● GIVEN TASK:
Print the data exactly as it is given, please.
## start LISTED ENTRIES
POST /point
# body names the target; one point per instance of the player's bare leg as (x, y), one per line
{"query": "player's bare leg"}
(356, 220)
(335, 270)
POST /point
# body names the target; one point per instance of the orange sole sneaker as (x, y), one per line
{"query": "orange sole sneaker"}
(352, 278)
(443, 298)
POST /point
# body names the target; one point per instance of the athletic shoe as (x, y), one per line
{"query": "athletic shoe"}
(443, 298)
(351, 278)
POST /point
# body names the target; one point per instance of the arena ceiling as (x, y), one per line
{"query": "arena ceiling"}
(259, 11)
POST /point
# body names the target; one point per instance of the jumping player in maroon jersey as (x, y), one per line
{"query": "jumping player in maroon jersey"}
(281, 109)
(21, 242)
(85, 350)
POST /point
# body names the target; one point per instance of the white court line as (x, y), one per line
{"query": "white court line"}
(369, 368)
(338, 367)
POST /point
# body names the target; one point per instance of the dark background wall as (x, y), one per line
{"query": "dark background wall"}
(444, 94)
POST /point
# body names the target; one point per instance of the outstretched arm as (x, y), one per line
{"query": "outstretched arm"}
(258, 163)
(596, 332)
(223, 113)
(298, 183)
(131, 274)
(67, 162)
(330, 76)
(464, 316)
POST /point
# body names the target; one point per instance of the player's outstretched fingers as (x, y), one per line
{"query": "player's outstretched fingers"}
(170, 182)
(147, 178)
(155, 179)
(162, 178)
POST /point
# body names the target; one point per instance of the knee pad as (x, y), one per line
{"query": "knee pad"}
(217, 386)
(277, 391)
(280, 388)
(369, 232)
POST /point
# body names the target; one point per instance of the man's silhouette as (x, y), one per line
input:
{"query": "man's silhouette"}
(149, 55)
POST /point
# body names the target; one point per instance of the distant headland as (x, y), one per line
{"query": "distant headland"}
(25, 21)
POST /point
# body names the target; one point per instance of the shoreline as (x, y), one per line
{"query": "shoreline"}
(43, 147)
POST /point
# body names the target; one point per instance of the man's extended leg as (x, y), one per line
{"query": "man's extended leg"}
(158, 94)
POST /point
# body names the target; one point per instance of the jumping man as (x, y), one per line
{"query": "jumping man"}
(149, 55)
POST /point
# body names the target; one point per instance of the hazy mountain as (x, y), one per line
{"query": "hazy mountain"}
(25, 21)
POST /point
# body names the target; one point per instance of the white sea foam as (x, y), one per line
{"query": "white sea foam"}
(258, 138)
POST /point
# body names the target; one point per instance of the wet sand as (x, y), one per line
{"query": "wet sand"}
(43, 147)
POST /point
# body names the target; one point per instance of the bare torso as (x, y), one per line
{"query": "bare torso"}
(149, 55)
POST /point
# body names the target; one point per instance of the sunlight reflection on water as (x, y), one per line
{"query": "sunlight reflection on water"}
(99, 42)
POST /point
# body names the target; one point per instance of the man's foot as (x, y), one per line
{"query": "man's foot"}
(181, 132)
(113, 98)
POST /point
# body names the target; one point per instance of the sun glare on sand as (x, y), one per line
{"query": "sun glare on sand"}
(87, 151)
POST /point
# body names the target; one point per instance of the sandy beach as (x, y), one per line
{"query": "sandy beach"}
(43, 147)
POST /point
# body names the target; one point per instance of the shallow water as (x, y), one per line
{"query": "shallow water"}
## end LISTED ENTRIES
● SOLUTION TO THE PROBLEM:
POST /point
# body names the target; one point per instance of the player's bare leg as (x, y), one per line
{"query": "player's bare leg"}
(356, 220)
(335, 270)
POST /point
# body names the target; one point per instance of the orange sole sneaker as (x, y), one per line
{"query": "orange sole sneaker"}
(352, 278)
(443, 298)
POST /point
# body names the target; one point per instance of the athletic shoe as (x, y), one per line
{"query": "athletic shoe"}
(443, 298)
(351, 278)
POST /point
# body names the target; one point per instance of the arena ceiling as (x, y), one per line
{"query": "arena ceiling"}
(259, 11)
POST /point
# body names the target; one point per instance of the jumping player in maroon jersey as (x, y), one per line
{"query": "jumping player in maroon jersey"}
(281, 109)
(21, 242)
(85, 350)
POST /point
# body names the target; one point per instance of the white court line as (x, y), one per line
{"query": "white court line"}
(369, 368)
(338, 367)
POST /point
# body names the target; one point per instance of the dark background wall as (x, y), one per line
{"query": "dark background wall"}
(444, 94)
POST /point
# body names the target; one point per instance of the outstretched arm as (x, y), one per line
{"query": "outstretched arm"}
(258, 163)
(596, 332)
(223, 113)
(298, 183)
(131, 274)
(67, 162)
(330, 76)
(464, 316)
POST /point
# body names the target; one point per instance of the player's outstretched fingers as (x, y), one per line
{"query": "player's outstretched fingers"}
(170, 182)
(147, 178)
(155, 179)
(162, 178)
POST /point
# body names the target; one point per instance of the knee pad as (x, y), one per line
{"query": "knee pad"}
(217, 386)
(277, 391)
(280, 388)
(369, 232)
POST /point
# body names the target; one point per instance of the man's silhouette as (x, y), one per line
input:
{"query": "man's silhouette"}
(149, 55)
POST /point
# body names the target; one point per instance of the distant headland as (x, y), one per line
{"query": "distant headland"}
(25, 21)
POST /point
# body names the target; one point per instance of the shoreline as (x, y), one per line
{"query": "shoreline"}
(43, 147)
POST /point
# body names the target; one point per instance of the man's extended leg as (x, y), one per line
{"query": "man's extended leg"}
(158, 94)
POST /point
# body names the target; one point per instance of the jumping man as (x, y), one per line
{"query": "jumping man"}
(149, 55)
POST /point
# body names the target; one point per instance of the hazy mountain as (x, y), one per line
{"query": "hazy mountain"}
(25, 21)
POST /point
# body names the target; one point per instance of the white sea foam as (x, y), one per line
{"query": "white sea foam"}
(258, 138)
POST /point
# body names the target; one point per instance of the wet sand as (x, y), one per line
{"query": "wet sand"}
(43, 147)
POST /point
# body names the target; one point per instance of the bare torso as (x, y), one per line
{"query": "bare torso"}
(149, 55)
POST /point
# body names the target; one point per instance of the sunlight reflection on water as (x, y), one per line
{"query": "sunlight reflection on water"}
(99, 42)
POST /point
# body names the target; one point per instance of the man's foot as (x, y), one per line
{"query": "man's foot"}
(181, 132)
(113, 98)
POST /point
# body names the target; one point per instance of the sun glare on sand as (x, y), one per line
{"query": "sun glare on sand"}
(87, 151)
POST /point
# body names the target; one point per instance of the sandy beach as (x, y), one per line
{"query": "sandy beach"}
(43, 147)
POST /point
# body names the target; one point per instance of the shallow water as (x, y), one per line
{"query": "shallow water"}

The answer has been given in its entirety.